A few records
------------------------------------------------------------------------

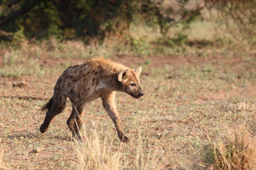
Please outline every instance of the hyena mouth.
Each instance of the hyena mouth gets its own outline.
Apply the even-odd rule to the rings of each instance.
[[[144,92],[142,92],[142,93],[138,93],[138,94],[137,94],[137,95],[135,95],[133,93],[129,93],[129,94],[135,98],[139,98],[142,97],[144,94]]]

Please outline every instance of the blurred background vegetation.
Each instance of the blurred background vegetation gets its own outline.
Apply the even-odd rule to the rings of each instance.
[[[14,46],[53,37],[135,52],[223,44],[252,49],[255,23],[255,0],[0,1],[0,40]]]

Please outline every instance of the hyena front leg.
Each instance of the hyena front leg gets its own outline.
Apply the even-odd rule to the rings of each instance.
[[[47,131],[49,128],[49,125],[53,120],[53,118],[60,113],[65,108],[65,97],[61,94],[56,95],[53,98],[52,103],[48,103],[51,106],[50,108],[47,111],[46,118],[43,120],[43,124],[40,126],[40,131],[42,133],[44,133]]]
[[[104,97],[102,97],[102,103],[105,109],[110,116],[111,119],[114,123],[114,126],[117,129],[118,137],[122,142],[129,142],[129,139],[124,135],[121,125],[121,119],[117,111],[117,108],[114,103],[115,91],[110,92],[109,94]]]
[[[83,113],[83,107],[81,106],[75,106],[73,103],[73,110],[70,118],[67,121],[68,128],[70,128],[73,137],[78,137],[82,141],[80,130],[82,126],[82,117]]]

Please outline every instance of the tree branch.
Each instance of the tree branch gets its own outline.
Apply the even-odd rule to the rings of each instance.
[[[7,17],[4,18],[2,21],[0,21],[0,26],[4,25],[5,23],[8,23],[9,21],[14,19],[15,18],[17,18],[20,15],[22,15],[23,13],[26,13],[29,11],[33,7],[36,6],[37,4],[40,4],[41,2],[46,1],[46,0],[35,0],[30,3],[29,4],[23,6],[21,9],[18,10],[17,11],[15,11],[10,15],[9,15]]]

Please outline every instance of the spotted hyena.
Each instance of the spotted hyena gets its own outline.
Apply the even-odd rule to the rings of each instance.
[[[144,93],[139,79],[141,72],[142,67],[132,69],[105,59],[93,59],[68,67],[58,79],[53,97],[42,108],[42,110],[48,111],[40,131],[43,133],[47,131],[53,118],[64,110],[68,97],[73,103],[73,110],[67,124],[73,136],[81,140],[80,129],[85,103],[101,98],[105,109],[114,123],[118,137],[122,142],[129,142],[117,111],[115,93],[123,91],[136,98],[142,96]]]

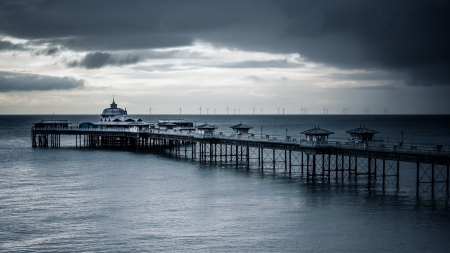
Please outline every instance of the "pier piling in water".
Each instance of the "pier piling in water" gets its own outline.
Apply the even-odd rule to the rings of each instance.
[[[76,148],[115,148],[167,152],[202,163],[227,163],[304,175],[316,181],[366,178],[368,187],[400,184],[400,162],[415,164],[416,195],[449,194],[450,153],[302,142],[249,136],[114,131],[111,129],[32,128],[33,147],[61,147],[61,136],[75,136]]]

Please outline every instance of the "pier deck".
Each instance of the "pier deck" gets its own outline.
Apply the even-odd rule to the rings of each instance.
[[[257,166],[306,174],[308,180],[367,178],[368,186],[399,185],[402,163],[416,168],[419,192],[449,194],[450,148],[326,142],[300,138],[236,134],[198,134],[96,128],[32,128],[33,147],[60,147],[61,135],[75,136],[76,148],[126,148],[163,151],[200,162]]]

------------------------------------------------------------------------

Find each line in the entries above that contains the word "mouth", and copy those lines.

Please outline every instance of the hyena mouth.
Each instance of the hyena mouth gets its own outline.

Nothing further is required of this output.